TASK DESCRIPTION: Reproduce all the records with every "coastal town building" substituted by "harbor warehouse" and everything else unchanged.
********************
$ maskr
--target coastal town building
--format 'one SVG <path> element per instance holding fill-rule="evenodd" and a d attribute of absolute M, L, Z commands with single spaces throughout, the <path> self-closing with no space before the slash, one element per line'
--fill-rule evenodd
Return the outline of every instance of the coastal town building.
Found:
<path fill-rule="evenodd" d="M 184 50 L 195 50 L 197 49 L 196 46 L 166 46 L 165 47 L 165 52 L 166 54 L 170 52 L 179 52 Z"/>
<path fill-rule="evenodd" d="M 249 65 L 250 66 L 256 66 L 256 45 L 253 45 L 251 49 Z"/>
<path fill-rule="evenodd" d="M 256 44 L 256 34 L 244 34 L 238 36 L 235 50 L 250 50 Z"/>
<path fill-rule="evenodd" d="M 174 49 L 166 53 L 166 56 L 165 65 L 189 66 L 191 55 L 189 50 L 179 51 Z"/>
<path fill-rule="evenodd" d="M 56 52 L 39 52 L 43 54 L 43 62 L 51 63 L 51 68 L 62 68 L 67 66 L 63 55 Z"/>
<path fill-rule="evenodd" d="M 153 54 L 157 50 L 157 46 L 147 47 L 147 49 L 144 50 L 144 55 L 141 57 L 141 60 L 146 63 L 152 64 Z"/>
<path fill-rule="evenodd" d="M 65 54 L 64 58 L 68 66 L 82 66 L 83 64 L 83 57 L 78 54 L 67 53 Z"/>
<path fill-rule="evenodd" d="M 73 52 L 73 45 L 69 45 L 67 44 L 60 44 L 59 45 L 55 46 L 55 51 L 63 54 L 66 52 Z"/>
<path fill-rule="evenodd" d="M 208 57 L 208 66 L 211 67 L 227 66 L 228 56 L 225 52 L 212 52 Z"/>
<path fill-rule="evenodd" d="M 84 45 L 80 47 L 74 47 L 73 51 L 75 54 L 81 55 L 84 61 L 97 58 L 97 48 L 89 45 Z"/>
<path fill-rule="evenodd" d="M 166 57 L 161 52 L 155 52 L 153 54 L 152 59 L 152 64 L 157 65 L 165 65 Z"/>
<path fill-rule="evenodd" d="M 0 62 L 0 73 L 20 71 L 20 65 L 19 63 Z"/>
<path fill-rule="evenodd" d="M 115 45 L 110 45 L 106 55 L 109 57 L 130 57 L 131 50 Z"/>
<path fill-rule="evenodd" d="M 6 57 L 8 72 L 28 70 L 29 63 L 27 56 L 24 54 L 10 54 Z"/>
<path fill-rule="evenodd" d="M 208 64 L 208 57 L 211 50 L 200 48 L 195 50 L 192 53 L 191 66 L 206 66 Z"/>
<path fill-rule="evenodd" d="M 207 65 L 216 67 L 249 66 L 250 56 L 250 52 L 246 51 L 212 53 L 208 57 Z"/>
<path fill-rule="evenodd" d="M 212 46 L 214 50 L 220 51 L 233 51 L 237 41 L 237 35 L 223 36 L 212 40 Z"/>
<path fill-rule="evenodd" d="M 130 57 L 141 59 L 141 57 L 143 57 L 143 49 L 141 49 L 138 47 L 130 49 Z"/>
********************
WRITTEN SOLUTION:
$ maskr
--target harbor warehouse
--format 'one SVG <path> element per instance holding fill-rule="evenodd" and a d attribute of absolute M, L, Z commands with single spaces throughout, the <path> self-closing with no space before the slash, one element per line'
--fill-rule evenodd
Return the outline of every instance of the harbor warehouse.
Found:
<path fill-rule="evenodd" d="M 184 50 L 195 50 L 197 49 L 196 46 L 166 46 L 165 47 L 165 52 L 166 54 L 170 52 L 179 52 Z"/>
<path fill-rule="evenodd" d="M 249 65 L 250 66 L 256 66 L 256 45 L 253 45 L 251 49 Z"/>
<path fill-rule="evenodd" d="M 256 44 L 256 34 L 244 34 L 238 36 L 235 50 L 250 50 Z"/>
<path fill-rule="evenodd" d="M 174 49 L 166 53 L 166 56 L 165 65 L 189 66 L 191 55 L 189 50 L 179 51 Z"/>
<path fill-rule="evenodd" d="M 56 52 L 39 52 L 43 54 L 43 62 L 51 63 L 51 68 L 62 68 L 67 66 L 63 55 Z"/>
<path fill-rule="evenodd" d="M 153 54 L 157 50 L 157 46 L 147 47 L 147 49 L 144 50 L 144 55 L 141 57 L 141 60 L 146 63 L 152 64 Z"/>
<path fill-rule="evenodd" d="M 65 54 L 64 58 L 68 66 L 82 66 L 83 64 L 83 57 L 78 54 L 67 53 Z"/>
<path fill-rule="evenodd" d="M 73 52 L 73 45 L 69 45 L 67 44 L 60 44 L 59 45 L 55 46 L 55 51 L 63 54 L 66 52 Z"/>
<path fill-rule="evenodd" d="M 208 57 L 208 66 L 211 67 L 227 66 L 228 56 L 225 52 L 212 52 Z"/>
<path fill-rule="evenodd" d="M 84 45 L 80 47 L 74 47 L 73 51 L 75 54 L 81 55 L 84 61 L 97 58 L 97 48 L 89 45 Z"/>
<path fill-rule="evenodd" d="M 166 57 L 161 52 L 155 52 L 153 54 L 152 59 L 152 64 L 157 65 L 165 65 Z"/>
<path fill-rule="evenodd" d="M 0 62 L 0 73 L 20 71 L 20 65 L 19 63 Z"/>
<path fill-rule="evenodd" d="M 115 45 L 110 45 L 106 55 L 109 57 L 130 57 L 131 50 Z"/>
<path fill-rule="evenodd" d="M 6 57 L 8 72 L 28 70 L 29 63 L 27 56 L 24 54 L 10 54 Z"/>
<path fill-rule="evenodd" d="M 208 64 L 208 57 L 211 50 L 200 48 L 195 50 L 192 53 L 191 66 L 206 66 Z"/>
<path fill-rule="evenodd" d="M 207 65 L 216 67 L 249 66 L 250 56 L 250 52 L 246 51 L 212 53 L 208 57 Z"/>
<path fill-rule="evenodd" d="M 212 46 L 214 50 L 220 51 L 233 51 L 237 41 L 237 35 L 223 36 L 212 40 Z"/>
<path fill-rule="evenodd" d="M 130 57 L 141 59 L 141 57 L 143 57 L 143 49 L 141 49 L 138 47 L 130 49 Z"/>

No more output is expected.